▶ Task list
#1 In the article on talc in food processing, condense the paragraph beginning "In food, talc is minerally inert" into a short bulleted list that keeps its main facts.
#2 Write a continuation of the article on talc as a health hazard, starting after its last sentence.

▶ Passage shown
=-=-=-=-=

Talc use in food processing a health hazard, say researchers
Talc is a commonly used substance in manufacturing processes — including food processing. But researchers from The Netherlands say it’s a health hazard and exposure to it should be closely monitored.
In food, talc is minerally inert and passes through the body without being digested, leading to its use as a carrier for food colouring and as a separating agent in sweet goods, bakery, rice, powdered dried foods, seasonings, cheese, sausage skins and table salt.
But in a presentation to the European Respiratory Society's (ERS) International Congress, Dr Jos Rooijackers, a pulmonologist from the Netherlands Expertise Centre for Occupational Respiratory Diseases (NECORD), has stated there is insufficient awareness of the risks to health caused by the inhalation of talc, and that this needs to be addressed urgently.

=-=-=-=-=

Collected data
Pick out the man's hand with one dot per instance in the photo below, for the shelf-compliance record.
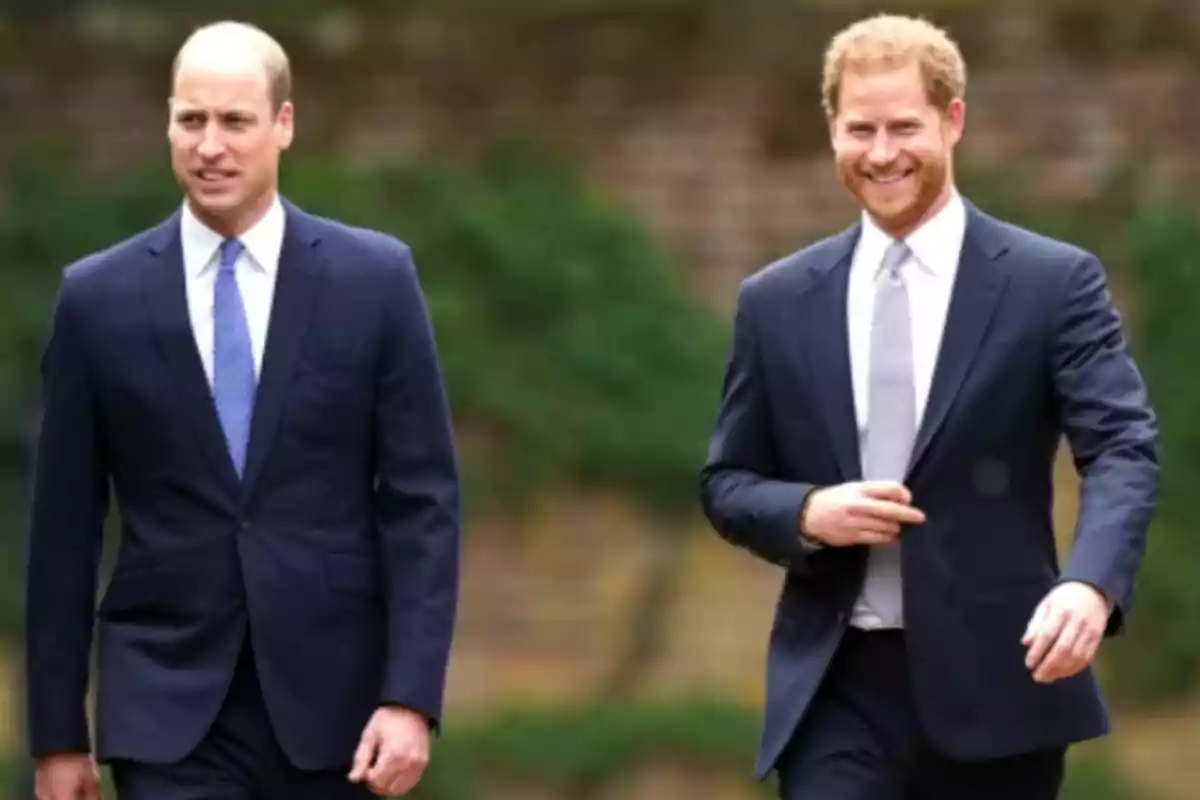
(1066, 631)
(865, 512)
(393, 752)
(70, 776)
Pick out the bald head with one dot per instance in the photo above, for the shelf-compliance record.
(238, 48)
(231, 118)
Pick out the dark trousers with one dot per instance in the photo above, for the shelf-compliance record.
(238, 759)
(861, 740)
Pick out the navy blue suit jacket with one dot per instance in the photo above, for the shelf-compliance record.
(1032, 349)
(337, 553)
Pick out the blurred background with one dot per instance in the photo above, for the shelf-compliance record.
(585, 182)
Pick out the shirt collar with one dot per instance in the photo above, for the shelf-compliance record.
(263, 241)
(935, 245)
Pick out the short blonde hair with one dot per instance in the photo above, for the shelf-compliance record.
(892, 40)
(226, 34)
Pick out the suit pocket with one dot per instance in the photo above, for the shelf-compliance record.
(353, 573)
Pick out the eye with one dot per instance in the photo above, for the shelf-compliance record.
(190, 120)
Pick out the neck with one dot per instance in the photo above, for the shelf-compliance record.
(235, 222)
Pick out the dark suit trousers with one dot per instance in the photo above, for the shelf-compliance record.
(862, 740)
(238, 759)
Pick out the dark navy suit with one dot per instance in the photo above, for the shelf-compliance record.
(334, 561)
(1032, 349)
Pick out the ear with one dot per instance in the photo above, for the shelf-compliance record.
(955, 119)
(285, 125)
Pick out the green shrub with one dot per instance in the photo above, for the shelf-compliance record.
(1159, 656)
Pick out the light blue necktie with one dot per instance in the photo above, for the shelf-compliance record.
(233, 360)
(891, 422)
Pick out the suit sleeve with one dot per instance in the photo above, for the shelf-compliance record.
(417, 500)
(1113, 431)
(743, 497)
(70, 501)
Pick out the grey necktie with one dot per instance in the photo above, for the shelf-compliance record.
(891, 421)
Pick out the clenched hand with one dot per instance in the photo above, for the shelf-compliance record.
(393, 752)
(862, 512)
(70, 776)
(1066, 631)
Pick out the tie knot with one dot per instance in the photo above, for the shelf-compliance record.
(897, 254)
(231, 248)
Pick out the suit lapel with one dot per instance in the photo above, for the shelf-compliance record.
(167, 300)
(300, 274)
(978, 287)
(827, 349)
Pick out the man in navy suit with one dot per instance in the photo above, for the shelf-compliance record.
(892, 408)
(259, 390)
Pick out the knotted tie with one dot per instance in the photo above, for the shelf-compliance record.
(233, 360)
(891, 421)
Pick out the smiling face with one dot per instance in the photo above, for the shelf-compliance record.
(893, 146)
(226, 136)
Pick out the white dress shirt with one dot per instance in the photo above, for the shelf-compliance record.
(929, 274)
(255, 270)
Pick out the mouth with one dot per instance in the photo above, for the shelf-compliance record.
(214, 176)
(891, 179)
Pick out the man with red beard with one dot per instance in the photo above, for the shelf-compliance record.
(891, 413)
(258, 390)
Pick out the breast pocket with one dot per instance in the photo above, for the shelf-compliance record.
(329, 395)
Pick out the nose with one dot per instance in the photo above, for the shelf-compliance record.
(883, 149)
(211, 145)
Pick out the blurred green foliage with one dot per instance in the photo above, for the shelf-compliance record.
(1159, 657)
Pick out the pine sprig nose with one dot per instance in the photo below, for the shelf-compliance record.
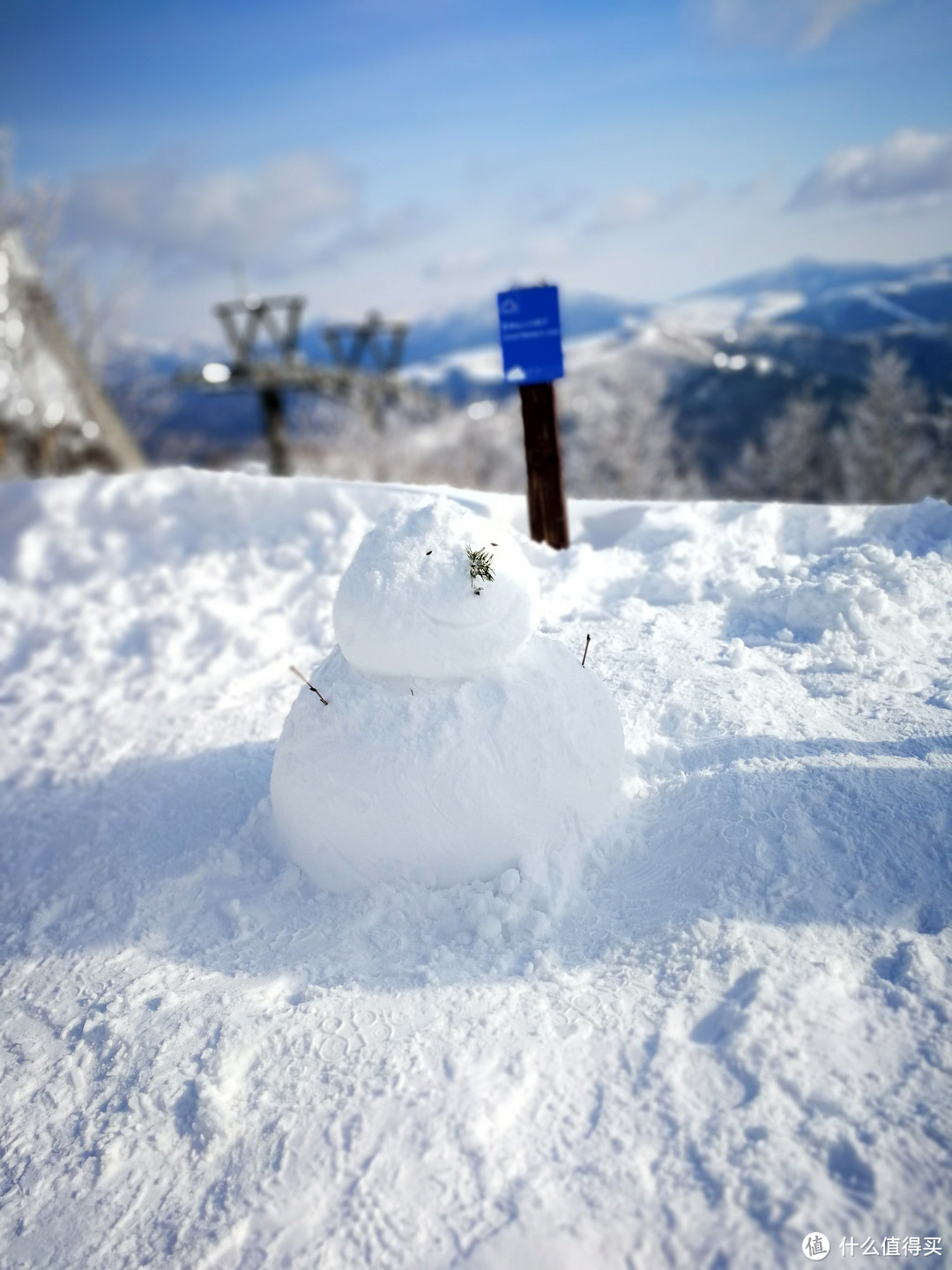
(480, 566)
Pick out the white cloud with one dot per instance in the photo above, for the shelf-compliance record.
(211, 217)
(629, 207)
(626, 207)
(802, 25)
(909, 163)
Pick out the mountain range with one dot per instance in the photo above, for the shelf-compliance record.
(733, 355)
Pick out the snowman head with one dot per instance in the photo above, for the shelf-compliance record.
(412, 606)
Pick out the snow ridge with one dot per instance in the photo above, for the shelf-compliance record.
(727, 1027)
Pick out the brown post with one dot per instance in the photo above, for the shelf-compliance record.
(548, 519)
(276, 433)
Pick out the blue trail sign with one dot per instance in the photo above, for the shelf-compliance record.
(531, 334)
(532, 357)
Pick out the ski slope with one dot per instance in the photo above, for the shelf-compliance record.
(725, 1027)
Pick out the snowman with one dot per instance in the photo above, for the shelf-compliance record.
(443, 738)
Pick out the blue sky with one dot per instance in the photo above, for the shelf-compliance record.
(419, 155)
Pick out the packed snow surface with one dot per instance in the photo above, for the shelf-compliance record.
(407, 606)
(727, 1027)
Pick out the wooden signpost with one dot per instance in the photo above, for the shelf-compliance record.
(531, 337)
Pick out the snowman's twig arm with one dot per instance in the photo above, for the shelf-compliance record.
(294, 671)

=-=-=-=-=

▶ Responses for each task
#1
- Talc is minerally inert in food and passes through the body undigested.
- It is used as a carrier for food coloring.
- It also serves as a separating agent in sweet goods, bakery products, rice, powdered dried foods, seasonings, cheese, sausage skins and table salt.

#2
Dr Rooijackers and colleagues studied workers in a chocolate products factory where talc (hydrated magnesium silicate) was used regularly in the manufacturing process. One factory worker had already been diagnosed with the pulmonary disease talcosis, where the inhalation of talc causes inflammation in the lungs. Damage is progressive with ongoing exposure and may lead to lung fibrosis and respiratory failure.
"Although talcosis is a well-known health effect of talc inhalation in such industries as mining, the risk was not recognised by the company, since talc is considered to be a harmless food additive and safe overall," said Dr Rooijackers. "As soon as an employee was diagnosed with talcosis caused by occupational exposure, the company became concerned about the health risks to its employees posed by talc use."
The researchers analysed individual exposure in all those workers who were in regular contact with talcum dust. The 111 workers who had the highest exposure were asked to complete a questionnaire on their occupational history and respiratory symptoms. Based on their estimated cumulative exposure, 18 workers were referred for a high-resolution CT scan of the thorax. At least one, and possibly two, worker out of the 18 was found to have talcosis. Following the researchers' work, the company implemented effective control measures aimed at limiting workers' exposure to talc.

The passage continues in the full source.